+++ DATA SUPPLIED

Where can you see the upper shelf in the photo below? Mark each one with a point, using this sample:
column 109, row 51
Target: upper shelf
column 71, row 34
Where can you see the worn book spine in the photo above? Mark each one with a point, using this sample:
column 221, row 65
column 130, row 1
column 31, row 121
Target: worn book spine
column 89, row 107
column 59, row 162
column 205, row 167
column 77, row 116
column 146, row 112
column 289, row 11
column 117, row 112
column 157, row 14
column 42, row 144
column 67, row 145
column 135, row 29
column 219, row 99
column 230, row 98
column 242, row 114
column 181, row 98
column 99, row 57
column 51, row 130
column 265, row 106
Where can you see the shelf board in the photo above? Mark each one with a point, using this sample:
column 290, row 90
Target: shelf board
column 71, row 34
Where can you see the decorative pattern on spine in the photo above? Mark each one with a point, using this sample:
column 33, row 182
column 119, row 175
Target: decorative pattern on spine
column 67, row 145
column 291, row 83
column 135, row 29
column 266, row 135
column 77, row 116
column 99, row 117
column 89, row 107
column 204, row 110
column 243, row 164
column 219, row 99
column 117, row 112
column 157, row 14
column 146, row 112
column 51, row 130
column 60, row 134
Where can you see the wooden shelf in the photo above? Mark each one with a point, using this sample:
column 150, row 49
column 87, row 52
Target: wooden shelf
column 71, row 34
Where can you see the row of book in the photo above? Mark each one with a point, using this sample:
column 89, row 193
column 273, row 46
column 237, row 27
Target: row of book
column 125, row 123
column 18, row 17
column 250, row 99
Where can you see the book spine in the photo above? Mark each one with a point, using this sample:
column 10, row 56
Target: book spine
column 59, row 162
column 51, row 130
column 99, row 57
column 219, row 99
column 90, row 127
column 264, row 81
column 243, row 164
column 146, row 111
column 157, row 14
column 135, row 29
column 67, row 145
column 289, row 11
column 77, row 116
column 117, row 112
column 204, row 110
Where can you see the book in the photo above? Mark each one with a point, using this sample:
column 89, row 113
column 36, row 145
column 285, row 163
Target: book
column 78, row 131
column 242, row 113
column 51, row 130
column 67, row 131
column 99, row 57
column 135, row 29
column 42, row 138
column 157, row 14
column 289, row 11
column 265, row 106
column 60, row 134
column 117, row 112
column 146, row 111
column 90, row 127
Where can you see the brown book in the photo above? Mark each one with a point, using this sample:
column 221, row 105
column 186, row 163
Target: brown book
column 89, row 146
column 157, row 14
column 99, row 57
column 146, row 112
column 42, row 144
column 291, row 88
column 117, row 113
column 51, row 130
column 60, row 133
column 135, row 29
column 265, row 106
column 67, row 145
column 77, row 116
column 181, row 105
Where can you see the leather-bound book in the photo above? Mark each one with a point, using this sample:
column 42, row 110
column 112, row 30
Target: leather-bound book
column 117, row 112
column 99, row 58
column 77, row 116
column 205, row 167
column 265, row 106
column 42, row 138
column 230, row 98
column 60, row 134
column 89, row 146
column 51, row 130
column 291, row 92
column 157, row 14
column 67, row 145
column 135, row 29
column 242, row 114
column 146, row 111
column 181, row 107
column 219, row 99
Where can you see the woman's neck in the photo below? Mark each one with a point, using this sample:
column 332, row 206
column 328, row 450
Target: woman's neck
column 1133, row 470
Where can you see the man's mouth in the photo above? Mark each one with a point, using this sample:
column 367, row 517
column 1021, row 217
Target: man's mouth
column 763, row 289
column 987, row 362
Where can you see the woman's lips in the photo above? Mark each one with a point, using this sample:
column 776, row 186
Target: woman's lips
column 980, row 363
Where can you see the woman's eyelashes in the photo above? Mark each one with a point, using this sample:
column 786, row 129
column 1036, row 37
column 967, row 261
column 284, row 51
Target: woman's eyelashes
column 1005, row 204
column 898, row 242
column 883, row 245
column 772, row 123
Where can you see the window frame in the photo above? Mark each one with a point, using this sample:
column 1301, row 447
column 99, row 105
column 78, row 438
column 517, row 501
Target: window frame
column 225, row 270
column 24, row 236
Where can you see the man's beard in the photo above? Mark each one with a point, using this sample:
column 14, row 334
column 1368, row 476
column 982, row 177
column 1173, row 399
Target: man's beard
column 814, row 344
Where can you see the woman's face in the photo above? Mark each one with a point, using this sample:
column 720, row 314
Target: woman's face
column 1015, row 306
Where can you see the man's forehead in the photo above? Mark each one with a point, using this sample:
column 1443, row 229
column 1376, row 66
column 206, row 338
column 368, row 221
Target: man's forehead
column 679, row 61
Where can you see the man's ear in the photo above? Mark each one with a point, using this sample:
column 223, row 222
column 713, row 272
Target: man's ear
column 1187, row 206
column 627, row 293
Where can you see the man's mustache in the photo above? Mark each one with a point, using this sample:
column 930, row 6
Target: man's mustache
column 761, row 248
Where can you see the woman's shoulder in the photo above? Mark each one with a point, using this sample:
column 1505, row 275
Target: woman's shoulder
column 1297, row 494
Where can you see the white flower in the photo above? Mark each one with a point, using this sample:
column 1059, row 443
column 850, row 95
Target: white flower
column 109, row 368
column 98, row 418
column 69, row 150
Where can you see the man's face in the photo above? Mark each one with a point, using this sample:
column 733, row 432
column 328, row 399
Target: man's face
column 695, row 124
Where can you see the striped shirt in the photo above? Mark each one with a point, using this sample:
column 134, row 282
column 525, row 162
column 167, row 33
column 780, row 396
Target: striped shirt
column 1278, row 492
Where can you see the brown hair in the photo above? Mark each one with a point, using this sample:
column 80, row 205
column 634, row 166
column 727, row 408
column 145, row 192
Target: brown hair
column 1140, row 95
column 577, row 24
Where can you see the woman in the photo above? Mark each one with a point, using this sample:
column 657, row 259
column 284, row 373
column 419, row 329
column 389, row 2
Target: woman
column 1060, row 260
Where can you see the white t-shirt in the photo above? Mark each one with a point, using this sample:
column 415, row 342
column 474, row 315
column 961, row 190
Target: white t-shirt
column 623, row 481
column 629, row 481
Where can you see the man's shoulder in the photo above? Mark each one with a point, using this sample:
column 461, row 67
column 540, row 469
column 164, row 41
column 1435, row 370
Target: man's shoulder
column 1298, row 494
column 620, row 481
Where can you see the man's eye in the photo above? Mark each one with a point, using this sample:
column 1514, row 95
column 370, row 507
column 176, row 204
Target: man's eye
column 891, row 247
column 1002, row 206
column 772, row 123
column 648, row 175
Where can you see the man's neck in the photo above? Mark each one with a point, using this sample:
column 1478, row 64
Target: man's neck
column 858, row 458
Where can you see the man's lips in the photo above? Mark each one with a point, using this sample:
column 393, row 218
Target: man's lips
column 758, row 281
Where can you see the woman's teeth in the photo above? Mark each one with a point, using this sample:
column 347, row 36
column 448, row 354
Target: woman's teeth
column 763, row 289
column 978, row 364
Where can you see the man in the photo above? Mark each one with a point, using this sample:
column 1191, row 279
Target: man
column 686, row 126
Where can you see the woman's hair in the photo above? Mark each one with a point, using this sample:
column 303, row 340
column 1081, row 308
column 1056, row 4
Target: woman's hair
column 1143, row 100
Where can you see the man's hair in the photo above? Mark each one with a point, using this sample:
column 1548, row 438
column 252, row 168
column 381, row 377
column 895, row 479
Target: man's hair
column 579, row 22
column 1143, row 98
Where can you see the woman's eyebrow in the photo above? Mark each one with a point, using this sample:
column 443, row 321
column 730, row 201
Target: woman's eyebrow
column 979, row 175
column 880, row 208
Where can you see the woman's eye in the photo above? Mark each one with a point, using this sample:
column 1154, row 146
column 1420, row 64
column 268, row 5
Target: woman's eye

++++++

▶ **WHAT YOU SHOULD DO**: Would you show every line in the data above that contains the string "below"?

▶ **PROBLEM SOLUTION**:
Where can you see the upper shelf in the photo below? Mark each one with a point, using this sample:
Where can you see the woman's neck in the photo below? Mark each one with a point, using this sample:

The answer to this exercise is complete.